# Como puedo conectar parlantes de auto a una PC?



## RoDRiSH (Abr 20, 2010)

Estimados amigos:

No sé si es el lugar correcto donde creo este tema, pero requiero de su ayuda y experiencia para lo siguiente:

Tengo dos parlantes de auto, los cuales no utilizo y los tengo guardados hace más de un año y medio, quisiera utilizarlos para armar un sistema de sonido 2.1 y poder conectarlos a la PC de mi casa.
Concretamente tengo
- dos parlantes de 460w max y 80w nominal 4 ohms
- un bajo de 800w, 4ohms
- un amplificador pequeño de 222w
Quisiera saber si pueden darme una mano, que hacer o por donde comenzar.
Agradezco de antemano su ayuda.
Saludos.


----------



## Nimer (Abr 20, 2010)

De cuántos canales es el amplificador?
222W me parece un número bastante extraño.. Pero si vos lo decís..

Necesitás alimentar el amplificador con 12v. Así que podés pensar en una fuente de PC, o un transformador de unos cuántos amperes (depende de la potencia que tenés).
Una vez alimentada, es cuestión de conectar los parlantes, y conectar la pc..


----------



## RoDRiSH (Abr 20, 2010)

Estimado Nimer:
Gracias por tu pronta respuesta. Sobre el amplificador, a mi t*AM*b*IÉN* me parece raro pero... mmm, es un sony modelo MX-222, algo antiguo, es de dos canales pero pienso conectarlo en puente para que solo amplifique el bajo, no se que recomiendas.
Ademas de lo que me indicas no es necesario algun circuito adicional? concecto directamente los parlantes a la PC?

Material proporcionado:
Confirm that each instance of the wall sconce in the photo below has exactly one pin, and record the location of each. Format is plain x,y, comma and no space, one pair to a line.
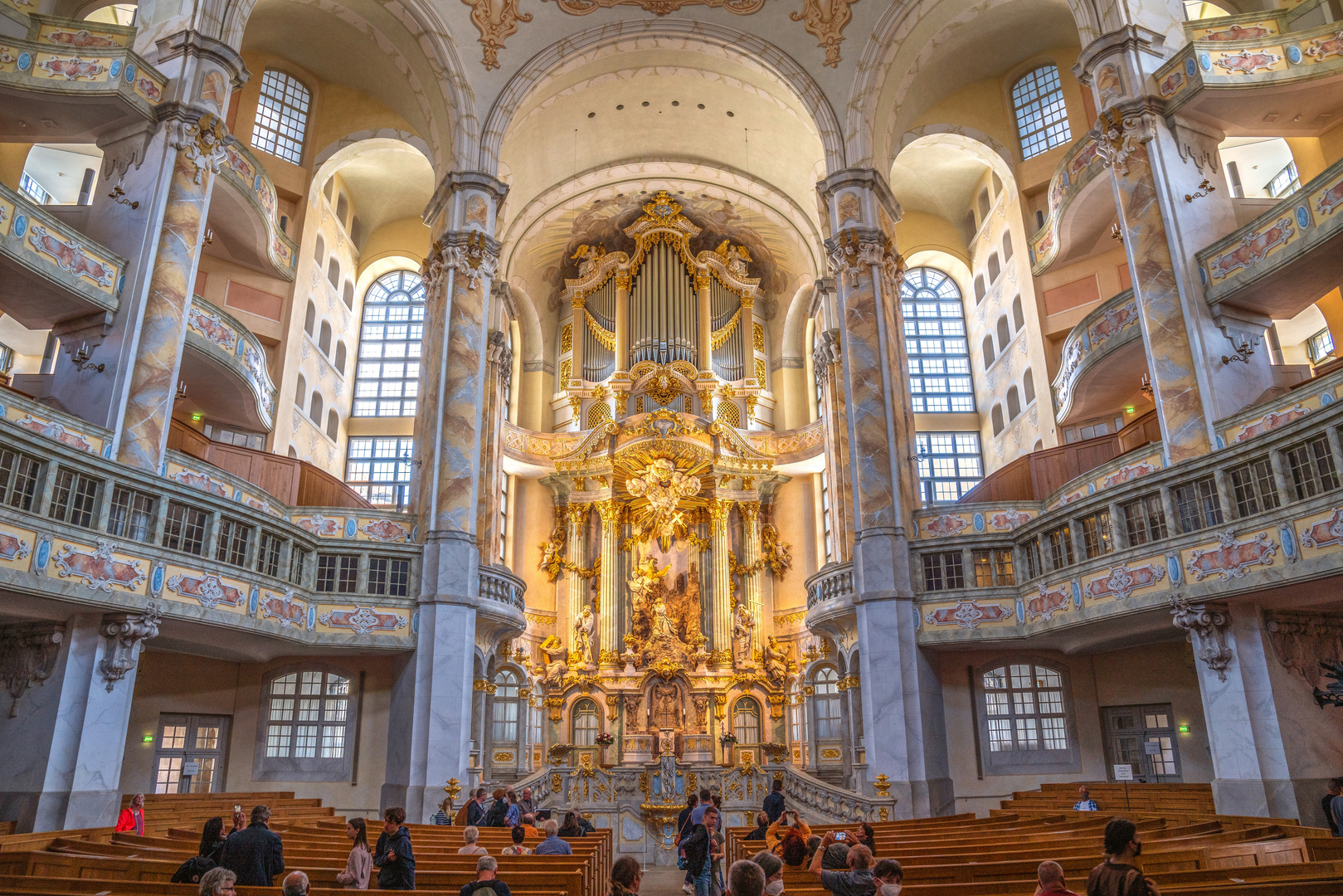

Tareas escritas:
A - Cite textualmente la parte del fragmento comprendida entre "# Como puedo" y "de mi casa.", ambas inclusive.
B - Según el fragmento, ¿con qué tensión indica Nimer que debe alimentarse el amplificador?
C - Indique si cada afirmación concuerda con el fragmento y cite las palabras exactas que lo deciden: (i) el amplificador es un Sony modelo MX-222; (ii) el bajo es de 460 W; (iii) el amplificador tiene cuatro canales.
Para responder, utilice únicamente el fragmento.

Respuestas:
A -
# Como puedo conectar parlantes de auto a una PC?



## RoDRiSH (Abr 20, 2010)

Estimados amigos:

No sé si es el lugar correcto donde creo este tema, pero requiero de su ayuda y experiencia para lo siguiente:

Tengo dos parlantes de auto, los cuales no utilizo y los tengo guardados hace más de un año y medio, quisiera utilizarlos para armar un sistema de sonido 2.1 y poder conectarlos a la PC de mi casa.

B - Con 12v.

C -
(i) Sí: "es un sony modelo MX-222".
(ii) No: "un bajo de 800w, 4ohms".
(iii) No: "es de dos canales".